**Extracted text**
The Ice Cap and the Rift is the second novel in Marshall Chamberlain’s the Ancestor Series of Adventure Thrillers. John Henry Morgan, director of the United Nations’ Institute for the Study of Unusual Phenomenon (ISUP), is still reeling from the events in the first novel (The Mountain Place of Knowledge) when a combo-quake of unprecedented size occurs without any prior warning. The situation escalates when a team in Iceland detects the presence of strange, hidden structures within the newly formed rift that pre-date the birth of human civilisation. Morgan has encountered evidence of advanced, ancient technology before, and recognises these structures as having been built by mysterious beings they’ve named the Ancestors. He has to secure a UN presence at the rift, and balance conflicting international interests as different nations scramble to secure the technology within the rift for themselves.
Hounding Morgan at every step is Dick Murray, director of the CIA. Murray only cares about results and the protection of his country, a man desperate for success after being outmanoeuvred by the Chinese the last time they discovered Ancestor technology. Morgan needs his help, but every bit of assistance Murray offers is a double-edged sword. Thankfully, Morgan isn’t alone. Doctor Mary Ellen, his colleague, friend and partner, was also witness to the capabilities of Ancestor technology before, and uses her extensive scientific knowledge and force of personality to help ISUP succeed against the odds. Operating from within the shadows is Ling Soo, the Chinese Minister of Intelligence, a dangerous and canny opponent. Using deception and the co-operation of international allies, he proves an adept opponent equally capable in both the political and military fields.

**Data records**
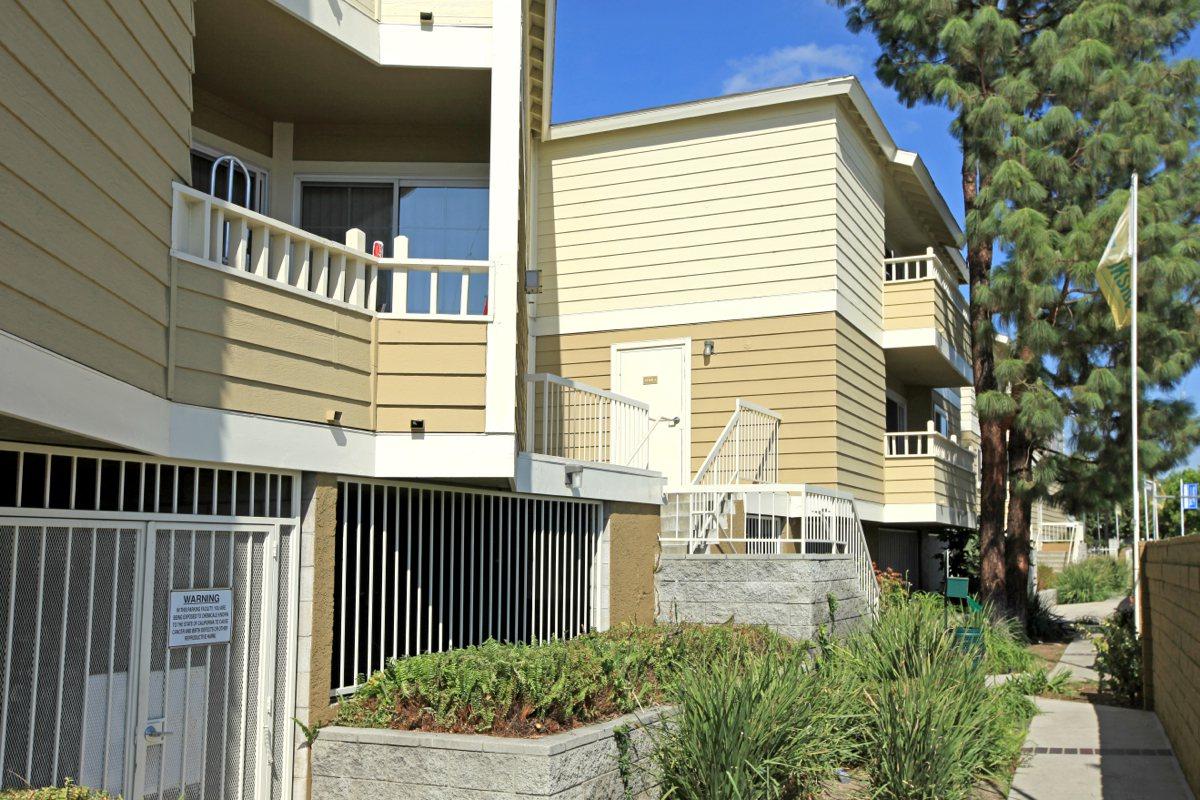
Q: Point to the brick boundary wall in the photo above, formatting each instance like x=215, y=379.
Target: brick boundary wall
x=1170, y=596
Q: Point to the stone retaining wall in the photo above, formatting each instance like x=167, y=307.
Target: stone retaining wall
x=1170, y=671
x=355, y=763
x=785, y=591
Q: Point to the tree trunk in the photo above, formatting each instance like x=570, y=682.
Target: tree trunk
x=1020, y=505
x=994, y=456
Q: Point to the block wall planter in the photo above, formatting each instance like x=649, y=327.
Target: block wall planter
x=354, y=763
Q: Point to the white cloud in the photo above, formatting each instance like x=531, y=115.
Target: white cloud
x=789, y=65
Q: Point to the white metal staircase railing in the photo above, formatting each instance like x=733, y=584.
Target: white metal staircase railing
x=568, y=419
x=747, y=451
x=769, y=518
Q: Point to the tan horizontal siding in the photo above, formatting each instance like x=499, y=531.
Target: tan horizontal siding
x=432, y=371
x=809, y=368
x=861, y=224
x=732, y=206
x=929, y=480
x=247, y=347
x=95, y=113
x=925, y=304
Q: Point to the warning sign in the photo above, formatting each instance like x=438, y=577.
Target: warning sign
x=201, y=617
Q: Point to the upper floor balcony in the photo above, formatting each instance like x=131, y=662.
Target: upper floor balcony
x=928, y=477
x=927, y=334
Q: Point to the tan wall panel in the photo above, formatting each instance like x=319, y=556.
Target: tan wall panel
x=250, y=347
x=447, y=12
x=861, y=224
x=732, y=206
x=634, y=536
x=809, y=368
x=94, y=126
x=432, y=371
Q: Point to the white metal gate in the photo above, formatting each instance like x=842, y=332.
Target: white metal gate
x=91, y=690
x=204, y=709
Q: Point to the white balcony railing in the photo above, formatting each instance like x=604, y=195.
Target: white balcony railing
x=928, y=444
x=225, y=235
x=925, y=266
x=747, y=451
x=571, y=420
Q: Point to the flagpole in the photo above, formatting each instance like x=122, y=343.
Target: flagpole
x=1133, y=400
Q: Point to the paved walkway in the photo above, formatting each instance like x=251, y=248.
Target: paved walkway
x=1079, y=751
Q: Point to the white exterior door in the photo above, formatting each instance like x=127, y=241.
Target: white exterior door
x=658, y=373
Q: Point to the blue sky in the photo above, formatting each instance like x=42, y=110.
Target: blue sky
x=617, y=55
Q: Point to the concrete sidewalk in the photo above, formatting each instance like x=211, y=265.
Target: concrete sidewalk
x=1079, y=751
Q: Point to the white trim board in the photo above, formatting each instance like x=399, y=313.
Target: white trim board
x=69, y=396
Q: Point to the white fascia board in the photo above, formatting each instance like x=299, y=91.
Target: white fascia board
x=546, y=475
x=814, y=90
x=444, y=455
x=437, y=46
x=47, y=389
x=913, y=163
x=460, y=47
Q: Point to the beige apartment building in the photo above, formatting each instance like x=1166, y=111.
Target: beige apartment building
x=321, y=346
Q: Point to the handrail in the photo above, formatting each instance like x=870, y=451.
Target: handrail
x=753, y=434
x=569, y=419
x=216, y=233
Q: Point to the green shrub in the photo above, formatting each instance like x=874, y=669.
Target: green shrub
x=1047, y=577
x=1096, y=578
x=1119, y=659
x=755, y=726
x=66, y=792
x=529, y=689
x=933, y=727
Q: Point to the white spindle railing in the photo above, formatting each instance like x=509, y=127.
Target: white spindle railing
x=768, y=518
x=925, y=444
x=747, y=451
x=216, y=233
x=568, y=419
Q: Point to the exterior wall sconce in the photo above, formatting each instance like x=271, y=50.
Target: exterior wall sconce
x=574, y=476
x=533, y=281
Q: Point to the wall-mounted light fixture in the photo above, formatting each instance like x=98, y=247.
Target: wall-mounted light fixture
x=533, y=281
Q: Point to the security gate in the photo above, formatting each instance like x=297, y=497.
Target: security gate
x=204, y=704
x=106, y=683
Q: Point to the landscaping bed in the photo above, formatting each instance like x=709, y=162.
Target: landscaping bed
x=898, y=709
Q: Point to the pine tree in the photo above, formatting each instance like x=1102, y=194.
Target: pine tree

**Given problem**
Please list every character named in the novel summary above, leaving out the author.

**Task answer**
John Henry Morgan
Dick Murray
Doctor Mary Ellen
Ling Soo